§ Task set:
1. In the article on the San Andreas fault, which two tectonic plates come together along the California coastline?
2. Continue the article on the San Andreas fault from its last sentence.

§ Excerpt provided:

******

As you will see below, stress has been building up along the San Andreas fault for more than a century, and scientists tell us that southern California is way overdue for a major earthquake. When that stress is finally released, the U.S. Geological Survey says that we could be looking at hundreds of billions of dollars in damage.

If you follow my work regularly, then you already know that there has been unusual shaking all along the “Ring of Fire” so far in 2016. But thankfully the west coast of the United States has been spared from a major disaster up to this point. Unfortunately, scientists assure us that it is only a matter of time before one strikes, and that is why it is so alarming that the ground surrounding the San Andreas fault has been “rising and sinking.” The following comes from the Los Angeles Times:

For the first time, scientists have produced a computer image showing huge sections of California rising and sinking around the San Andreas fault.

The vertical movement is the result of seismic strain that will be ultimately released in a large earthquake.

The California coastline is where two enormous tectonic plates come together. The Pacific plate and the North American plate are slowly but surely moving against one another, and this creates a tremendous amount of geological stress. While areas on both sides of the San Andreas fault have been steadily rising and sinking as a result of this stress, there are sections of the fault itself that have remained “locked” for more than 100 years, and other sections that have remained locked for more than 300 years.

******

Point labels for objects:
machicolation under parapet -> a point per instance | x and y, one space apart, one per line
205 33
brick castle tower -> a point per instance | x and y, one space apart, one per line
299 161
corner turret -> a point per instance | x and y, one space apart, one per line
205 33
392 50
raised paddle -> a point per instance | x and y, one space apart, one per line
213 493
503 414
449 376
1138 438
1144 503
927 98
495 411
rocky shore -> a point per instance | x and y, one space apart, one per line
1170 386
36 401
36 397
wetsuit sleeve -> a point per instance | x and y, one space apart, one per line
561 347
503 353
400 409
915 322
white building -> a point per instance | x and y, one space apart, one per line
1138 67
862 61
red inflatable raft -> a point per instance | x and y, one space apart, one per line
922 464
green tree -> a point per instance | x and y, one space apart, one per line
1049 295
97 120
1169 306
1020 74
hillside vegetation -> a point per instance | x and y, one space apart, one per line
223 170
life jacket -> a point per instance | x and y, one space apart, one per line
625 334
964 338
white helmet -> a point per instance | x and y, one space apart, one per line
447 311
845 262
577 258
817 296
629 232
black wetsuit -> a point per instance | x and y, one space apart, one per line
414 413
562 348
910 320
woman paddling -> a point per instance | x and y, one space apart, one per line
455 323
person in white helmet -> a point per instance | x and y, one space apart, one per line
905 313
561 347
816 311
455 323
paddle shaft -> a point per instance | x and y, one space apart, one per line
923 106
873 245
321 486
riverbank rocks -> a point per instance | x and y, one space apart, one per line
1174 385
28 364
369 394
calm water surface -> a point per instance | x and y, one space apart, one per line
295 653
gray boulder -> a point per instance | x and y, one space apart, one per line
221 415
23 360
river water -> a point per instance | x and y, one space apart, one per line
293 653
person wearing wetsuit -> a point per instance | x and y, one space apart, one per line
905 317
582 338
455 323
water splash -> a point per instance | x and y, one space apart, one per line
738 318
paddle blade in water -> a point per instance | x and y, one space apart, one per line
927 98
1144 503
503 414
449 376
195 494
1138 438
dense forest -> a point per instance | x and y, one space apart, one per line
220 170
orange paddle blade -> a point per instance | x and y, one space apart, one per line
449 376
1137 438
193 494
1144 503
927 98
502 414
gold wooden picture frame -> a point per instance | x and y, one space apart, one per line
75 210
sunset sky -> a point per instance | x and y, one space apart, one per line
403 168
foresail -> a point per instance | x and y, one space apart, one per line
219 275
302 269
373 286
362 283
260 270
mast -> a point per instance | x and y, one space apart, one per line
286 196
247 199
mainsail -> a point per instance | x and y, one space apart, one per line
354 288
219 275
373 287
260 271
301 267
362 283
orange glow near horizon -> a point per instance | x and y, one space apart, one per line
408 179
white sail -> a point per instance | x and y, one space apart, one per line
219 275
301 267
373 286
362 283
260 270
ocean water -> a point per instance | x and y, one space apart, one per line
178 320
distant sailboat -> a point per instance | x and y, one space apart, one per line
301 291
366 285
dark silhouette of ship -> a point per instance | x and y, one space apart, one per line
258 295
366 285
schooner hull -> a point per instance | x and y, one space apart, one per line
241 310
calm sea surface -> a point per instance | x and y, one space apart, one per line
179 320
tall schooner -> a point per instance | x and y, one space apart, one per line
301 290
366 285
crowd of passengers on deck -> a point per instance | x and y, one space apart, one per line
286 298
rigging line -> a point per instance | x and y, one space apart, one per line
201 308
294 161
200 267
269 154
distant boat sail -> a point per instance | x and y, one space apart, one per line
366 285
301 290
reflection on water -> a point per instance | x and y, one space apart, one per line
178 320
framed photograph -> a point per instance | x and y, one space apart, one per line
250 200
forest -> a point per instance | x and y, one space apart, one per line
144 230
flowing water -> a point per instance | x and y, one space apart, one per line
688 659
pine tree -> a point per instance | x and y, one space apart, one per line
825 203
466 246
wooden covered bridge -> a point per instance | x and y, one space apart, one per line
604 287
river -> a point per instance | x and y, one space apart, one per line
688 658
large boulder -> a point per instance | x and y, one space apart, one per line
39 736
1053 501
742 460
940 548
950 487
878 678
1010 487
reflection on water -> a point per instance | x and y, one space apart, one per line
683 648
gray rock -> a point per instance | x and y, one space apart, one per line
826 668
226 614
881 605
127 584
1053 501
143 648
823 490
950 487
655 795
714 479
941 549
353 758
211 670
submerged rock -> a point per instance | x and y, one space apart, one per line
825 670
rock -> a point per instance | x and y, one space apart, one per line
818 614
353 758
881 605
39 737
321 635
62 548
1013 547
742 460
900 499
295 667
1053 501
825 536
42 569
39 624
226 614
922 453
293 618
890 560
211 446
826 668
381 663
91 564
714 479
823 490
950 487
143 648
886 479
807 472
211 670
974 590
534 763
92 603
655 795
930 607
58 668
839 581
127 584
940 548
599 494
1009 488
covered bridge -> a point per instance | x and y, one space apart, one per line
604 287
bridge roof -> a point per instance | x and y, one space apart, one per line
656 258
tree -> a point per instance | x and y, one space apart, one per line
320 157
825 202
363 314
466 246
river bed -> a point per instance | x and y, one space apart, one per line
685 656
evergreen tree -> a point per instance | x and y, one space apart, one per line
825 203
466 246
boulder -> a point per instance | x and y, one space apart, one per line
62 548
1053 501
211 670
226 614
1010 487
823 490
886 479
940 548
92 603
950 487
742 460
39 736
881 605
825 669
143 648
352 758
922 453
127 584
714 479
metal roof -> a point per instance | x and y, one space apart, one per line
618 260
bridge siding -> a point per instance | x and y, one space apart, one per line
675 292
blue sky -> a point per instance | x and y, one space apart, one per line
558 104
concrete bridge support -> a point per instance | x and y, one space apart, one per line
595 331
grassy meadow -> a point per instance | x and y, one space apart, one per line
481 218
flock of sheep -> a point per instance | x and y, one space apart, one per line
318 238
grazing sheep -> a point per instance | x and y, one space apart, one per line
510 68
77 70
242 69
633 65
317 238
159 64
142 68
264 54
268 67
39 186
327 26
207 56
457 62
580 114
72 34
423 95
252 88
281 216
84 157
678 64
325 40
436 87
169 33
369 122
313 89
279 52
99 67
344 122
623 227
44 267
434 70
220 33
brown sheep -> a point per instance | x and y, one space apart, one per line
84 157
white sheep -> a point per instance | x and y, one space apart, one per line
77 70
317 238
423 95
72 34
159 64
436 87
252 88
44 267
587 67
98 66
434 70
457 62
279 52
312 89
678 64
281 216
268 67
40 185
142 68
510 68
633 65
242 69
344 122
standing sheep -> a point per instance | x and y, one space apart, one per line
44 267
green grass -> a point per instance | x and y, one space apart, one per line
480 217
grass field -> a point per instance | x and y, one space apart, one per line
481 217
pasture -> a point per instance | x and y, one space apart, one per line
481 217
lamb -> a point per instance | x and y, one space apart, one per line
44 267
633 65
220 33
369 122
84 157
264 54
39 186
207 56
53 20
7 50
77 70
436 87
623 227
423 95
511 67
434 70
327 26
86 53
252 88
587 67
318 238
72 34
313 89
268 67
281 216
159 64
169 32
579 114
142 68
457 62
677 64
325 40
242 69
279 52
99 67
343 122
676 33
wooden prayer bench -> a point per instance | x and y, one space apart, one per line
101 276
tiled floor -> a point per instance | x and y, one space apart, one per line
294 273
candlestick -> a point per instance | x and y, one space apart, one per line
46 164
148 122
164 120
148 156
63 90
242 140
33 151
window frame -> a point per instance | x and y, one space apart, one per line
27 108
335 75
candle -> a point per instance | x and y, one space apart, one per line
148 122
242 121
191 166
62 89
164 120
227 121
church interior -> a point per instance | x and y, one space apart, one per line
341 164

******

§ Answers for the tasks:
1. The Pacific plate and the North American plate.

2.
The region of the San Andreas fault between Monterey County and Imperial County hasn’t moved in a significant way in more than 150 years, and other parts of the fault have been accumulating stress for more than 300 years.

This build up of stress is extremely dangerous, because the more stress that builds up the worse the ultimate release of that stress could turn out to be.

And let us not forget that earlier this month a magnitude-5.2 earthquake struck near San Diego, and it was followed by more than 800 aftershocks.

Unfortunately, none of these quakes has relieved the stress along the San Andreas fault. While the San Andreas fault may be the most famous of the faults in southern California, the truth is that there are many others. And just last year the U.S. Geological Survey admitted that the probability of a “megaquake” along the west coast involving multiple faults at once was significantly greater than they had previously been projecting.

A recent report by the U.S. Geological Survey shows the inevitability of just such a quake, which is predicted to hit within the next couple of decades.

“The new likelihoods are due to the inclusion of possible multi-fault ruptures, where earthquakes are no longer confined to separate, individual faults, but can occasionally rupture multiple faults simultaneously,” lead author of the study and USGS scientist, Ned Field says. “This is a significant advancement in terms of representing a broader range of earthquakes throughout California’s complex fault system.”

But of course, the San Andreas fault represents an absolutely massive threat to southern California all by itself.

Back in May, the Los Angeles Times quoted the director of the Southern California Earthquake Center as saying that the San Andreas fault is “locked, loaded and ready to roll.”

“The springs on the San Andreas system have been wound very, very tight. And the southern San Andreas fault, in particular, looks like it’s locked, loaded and ready to go,” Jordan said in the opening keynote talk.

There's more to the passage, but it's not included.